Continue the passage on control of the AI supply chain from the point where it stops.

DOCUMENT PASSAGE:
::::::

The Thesis

Oil was the commodity of the 20th century. Semiconductors are the commodity of the early 21st. AI — the capability itself, not just the hardware — is becoming the commodity that everything else depends on. And like oil before it, control of the AI supply chain is becoming a question of global security.

The AI Supply Chain

AI capability depends on a stack, and each layer has chokepoints:

Hardware

  • Advanced chips: TSMC fabricates ~90% of the world's most advanced semiconductors. A single company, on a single island, in one of the most geopolitically contested regions on earth.
  • Lithography: ASML is the sole manufacturer of EUV lithography machines. One Dutch company. One supply chain for the tool that makes the tools.
  • Memory and interconnect: HBM (high-bandwidth memory) dominated by Samsung and SK Hynix. NVLink and custom interconnects from NVIDIA.
  • Export controls: The US CHIPS Act and export restrictions on advanced GPUs to China are already weaponizing this supply chain.

Energy

  • AI training and inference are energy-intensive. Data center power demand is growing faster than grid capacity in many regions.
  • Access to cheap, reliable energy becomes a competitive advantage for AI development.
  • Nations with energy abundance (or nuclear buildout capacity) have a structural advantage.

Data

  • Training data is a resource that can be hoarded, poisoned, or embargoed.
  • Synthetic data from existing models creates a recursive dependency — your data supply chain depends on your AI supply chain.
  • Data sovereignty laws (GDPR, etc.) fragment the global data market.

Talent

  • The number of people who can train frontier models is small — perhaps a few thousand worldwide.
  • Immigration policy becomes AI policy. Visa restrictions are talent export controls.

Models and Weights

  • Trained model weights are the "refined product" of the AI supply chain.
  • They can be copied at near-zero marginal cost — unlike oil or chips.
  • This makes them simultaneously easier to distribute and harder to control.
  • Open-weight releases are irreversible proliferation events.

Control Points and Leverage

Each chokepoint is a potential point of control — and a potential point of failure:

  • Hardware chokepoints: Whoever controls TSMC and ASML controls the physical substrate of AI. This is why Taiwan's geopolitical status has become an AI safety question.
  • Energy chokepoints: AI development may concentrate in regions with energy surplus, creating new geopolitical dependencies.

::::::

STORED ROWS:

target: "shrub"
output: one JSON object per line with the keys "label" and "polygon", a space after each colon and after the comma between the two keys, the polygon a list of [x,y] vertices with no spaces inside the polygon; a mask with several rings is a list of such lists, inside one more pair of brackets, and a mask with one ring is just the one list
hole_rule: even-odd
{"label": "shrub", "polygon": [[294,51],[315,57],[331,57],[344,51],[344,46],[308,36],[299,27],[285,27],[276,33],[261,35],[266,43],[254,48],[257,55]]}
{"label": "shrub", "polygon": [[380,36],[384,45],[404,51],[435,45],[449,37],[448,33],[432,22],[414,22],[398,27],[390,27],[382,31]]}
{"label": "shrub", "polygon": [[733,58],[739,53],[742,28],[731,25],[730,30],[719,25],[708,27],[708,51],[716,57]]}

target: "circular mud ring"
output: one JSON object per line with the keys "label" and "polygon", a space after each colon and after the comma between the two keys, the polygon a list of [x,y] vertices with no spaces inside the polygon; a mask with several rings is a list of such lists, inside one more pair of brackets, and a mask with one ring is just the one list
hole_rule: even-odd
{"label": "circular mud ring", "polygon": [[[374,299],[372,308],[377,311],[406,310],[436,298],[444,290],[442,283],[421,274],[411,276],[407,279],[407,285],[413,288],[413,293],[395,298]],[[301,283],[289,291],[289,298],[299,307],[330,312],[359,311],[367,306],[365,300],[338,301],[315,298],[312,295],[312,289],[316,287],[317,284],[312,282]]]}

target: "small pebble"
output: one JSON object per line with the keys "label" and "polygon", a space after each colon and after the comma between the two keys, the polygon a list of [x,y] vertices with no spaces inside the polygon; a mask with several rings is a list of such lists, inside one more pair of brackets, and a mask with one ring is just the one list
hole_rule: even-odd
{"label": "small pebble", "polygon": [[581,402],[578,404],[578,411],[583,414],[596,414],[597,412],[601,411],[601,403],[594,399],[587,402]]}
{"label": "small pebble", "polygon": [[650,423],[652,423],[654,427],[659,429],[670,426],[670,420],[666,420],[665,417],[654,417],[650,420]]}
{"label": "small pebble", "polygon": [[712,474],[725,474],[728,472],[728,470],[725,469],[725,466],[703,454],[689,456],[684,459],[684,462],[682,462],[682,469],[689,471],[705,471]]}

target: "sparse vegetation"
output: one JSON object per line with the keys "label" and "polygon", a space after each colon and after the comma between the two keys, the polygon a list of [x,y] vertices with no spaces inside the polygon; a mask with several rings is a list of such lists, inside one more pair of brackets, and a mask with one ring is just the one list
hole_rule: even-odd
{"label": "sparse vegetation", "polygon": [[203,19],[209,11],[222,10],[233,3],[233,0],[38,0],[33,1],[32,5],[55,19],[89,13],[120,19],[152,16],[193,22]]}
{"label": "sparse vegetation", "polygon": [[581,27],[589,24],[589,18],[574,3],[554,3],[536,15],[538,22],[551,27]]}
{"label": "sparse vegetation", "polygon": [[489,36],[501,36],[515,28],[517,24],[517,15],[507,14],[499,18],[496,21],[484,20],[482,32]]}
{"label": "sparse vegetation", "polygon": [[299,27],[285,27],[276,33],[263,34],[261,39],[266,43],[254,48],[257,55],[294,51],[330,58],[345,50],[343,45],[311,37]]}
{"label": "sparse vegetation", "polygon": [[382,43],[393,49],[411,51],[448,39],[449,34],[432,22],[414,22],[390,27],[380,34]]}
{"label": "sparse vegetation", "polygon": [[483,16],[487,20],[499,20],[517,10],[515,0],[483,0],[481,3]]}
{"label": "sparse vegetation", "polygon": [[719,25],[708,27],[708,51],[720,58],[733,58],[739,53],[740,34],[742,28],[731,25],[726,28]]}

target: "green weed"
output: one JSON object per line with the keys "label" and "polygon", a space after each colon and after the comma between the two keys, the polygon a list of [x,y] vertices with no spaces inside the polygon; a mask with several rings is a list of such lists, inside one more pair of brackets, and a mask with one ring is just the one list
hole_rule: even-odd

::::::

FINAL RESULT:
  • Regulatory chokepoints: Export controls, data sovereignty, and compute governance can throttle AI development — but only for actors subject to the regulation.

The Asymmetry

Physical supply chain control is powerful but slow. Digital supply chain control (model weights, algorithms, data) is fast but leaky. A nation can restrict GPU exports, but it can't un-release an open-weight model.

This asymmetry means:

  • Hardware controls are effective for slowing development but not preventing it
  • Software/algorithmic progress can route around hardware constraints (efficiency improvements, distillation, novel architectures)
  • The window of hardware-based control is closing as algorithmic efficiency improves

Security Implications

  • Single points of failure: The concentration of semiconductor manufacturing in Taiwan is a civilizational-scale single point of failure. Natural disaster, military conflict, or political disruption could halt global AI development.
  • Weaponization of supply chains: Export controls are already being used as strategic tools. This will intensify.
  • Proliferation: Once model weights are released or stolen, they can't be recalled. AI proliferation doesn't look like nuclear proliferation — it's faster, cheaper, and harder to detect.
  • Dependency: Nations that depend on imported AI capability are strategically vulnerable in the same way that oil-importing nations were in the 20th century.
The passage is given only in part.